Task list
1. Reproduce the stretch of the online-courses article from "Online initiative to" through "call it a MOOC.", keeping every word as it appears.
2. Pick up the article on the Semester Online initiative where it stops and carry the text forward.

─── Extract provided

Online initiative to offer college courses for credit

Mary Beth Marklein, USA TODAY
People walk by Duke Chapel on the campus of Duke University in Durham, N.C.
  • Semester Online classes will charge students to enroll
  • UNC, Duke, Vanderbilt and Northwestern are among schools taking part
  • Initiative enables universities to have more control online

An initiative announced Thursday by 10 U.S. colleges and universities, including Vanderbilt, Northwestern and Brandeis, promises to bring top-quality online courses to students from all over the country and even the world. But don't call it a MOOC.

"This is actually the polar opposite," said Jeremy Johnson, president of the initiative, called Semester Online. He's also co-founder of 2U, which for about four years has supported online master's degree programs for universities.

Unlike MOOCs (massive open online courses), which are free and open to anyone with an Internet connection, Semester Online classes will charge students to enroll, and class sizes will be limited to 15 to 20 students each. Also unlike MOOCs, students will be able to earn college credit right out of the gate.

Participating institutions see it as another opportunity to explore how technology can best expand and improve education. Earlier this week, the American Council on Education announced it would coordinate efforts to study the academic potential of MOOCs, which are largely unregulated, but have quickly emerged as an important development in higher education.

──────
─── Records provided

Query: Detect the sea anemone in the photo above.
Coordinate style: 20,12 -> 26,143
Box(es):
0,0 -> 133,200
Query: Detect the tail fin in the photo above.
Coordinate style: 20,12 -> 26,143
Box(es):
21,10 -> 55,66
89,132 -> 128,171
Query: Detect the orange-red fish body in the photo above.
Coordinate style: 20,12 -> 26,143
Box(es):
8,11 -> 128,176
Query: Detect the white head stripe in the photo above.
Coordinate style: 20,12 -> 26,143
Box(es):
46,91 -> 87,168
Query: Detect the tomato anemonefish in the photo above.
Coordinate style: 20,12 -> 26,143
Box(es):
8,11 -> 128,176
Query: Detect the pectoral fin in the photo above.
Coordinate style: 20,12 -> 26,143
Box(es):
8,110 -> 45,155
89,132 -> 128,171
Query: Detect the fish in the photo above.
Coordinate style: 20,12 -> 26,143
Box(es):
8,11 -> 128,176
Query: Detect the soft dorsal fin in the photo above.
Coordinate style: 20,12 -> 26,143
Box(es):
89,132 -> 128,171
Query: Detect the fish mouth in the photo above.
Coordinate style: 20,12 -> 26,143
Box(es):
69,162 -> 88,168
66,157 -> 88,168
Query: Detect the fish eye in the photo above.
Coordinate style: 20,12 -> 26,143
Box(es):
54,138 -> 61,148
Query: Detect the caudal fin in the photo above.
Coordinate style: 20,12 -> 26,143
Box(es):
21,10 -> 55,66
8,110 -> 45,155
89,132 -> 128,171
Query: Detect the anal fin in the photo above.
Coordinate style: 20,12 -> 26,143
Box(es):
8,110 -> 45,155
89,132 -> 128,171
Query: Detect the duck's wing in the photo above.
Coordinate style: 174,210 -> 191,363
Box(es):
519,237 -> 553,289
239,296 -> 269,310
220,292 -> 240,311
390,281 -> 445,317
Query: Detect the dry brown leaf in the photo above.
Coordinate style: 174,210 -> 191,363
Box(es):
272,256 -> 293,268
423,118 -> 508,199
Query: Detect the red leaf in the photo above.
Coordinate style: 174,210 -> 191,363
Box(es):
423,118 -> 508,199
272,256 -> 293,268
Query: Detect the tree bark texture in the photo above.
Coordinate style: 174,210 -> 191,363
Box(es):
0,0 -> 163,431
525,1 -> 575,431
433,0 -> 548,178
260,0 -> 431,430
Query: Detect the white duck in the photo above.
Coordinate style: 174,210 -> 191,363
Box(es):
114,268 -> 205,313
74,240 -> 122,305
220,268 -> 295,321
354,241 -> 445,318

──────

Replies
1.
Online initiative to offer college courses for credit

Mary Beth Marklein, USA TODAY
People walk by Duke Chapel on the campus of Duke University in Durham, N.C.
  • Semester Online classes will charge students to enroll
  • UNC, Duke, Vanderbilt and Northwestern are among schools taking part
  • Initiative enables universities to have more control online

An initiative announced Thursday by 10 U.S. colleges and universities, including Vanderbilt, Northwestern and Brandeis, promises to bring top-quality online courses to students from all over the country and even the world. But don't call it a MOOC.

2.
Semester Online offers a different model. Details are still being worked out, but faculty at participating schools will design and teach the courses, which will be open only to academically qualified students. Schools within the consortium would award credit for the courses, which would include real-time discussions.

Rogan Kersh, provost at Wake Forest University, one of the partner schools, said Semester Online enables universities to have more control as they experiment with the online environment.

"This landscape is both quickly shifting and murky at the same time," he said. "No school has a really clear picture of how they're going to use technology."

Kersh said Wake Forest is not ready to consider MOOCs because of its commitment to small classes and face-to-face interaction. Duke, another participating school, is also participating in MOOCs.

"We're experimenting," Duke Provost Peter Lange said. "We believe both educational models have merit, and we're interested in seeing how they both go."

Other participating schools include Emory, The University of North Carolina-Chapel Hill, University of Notre Dame, University of Rochester and Washington University in St. Louis.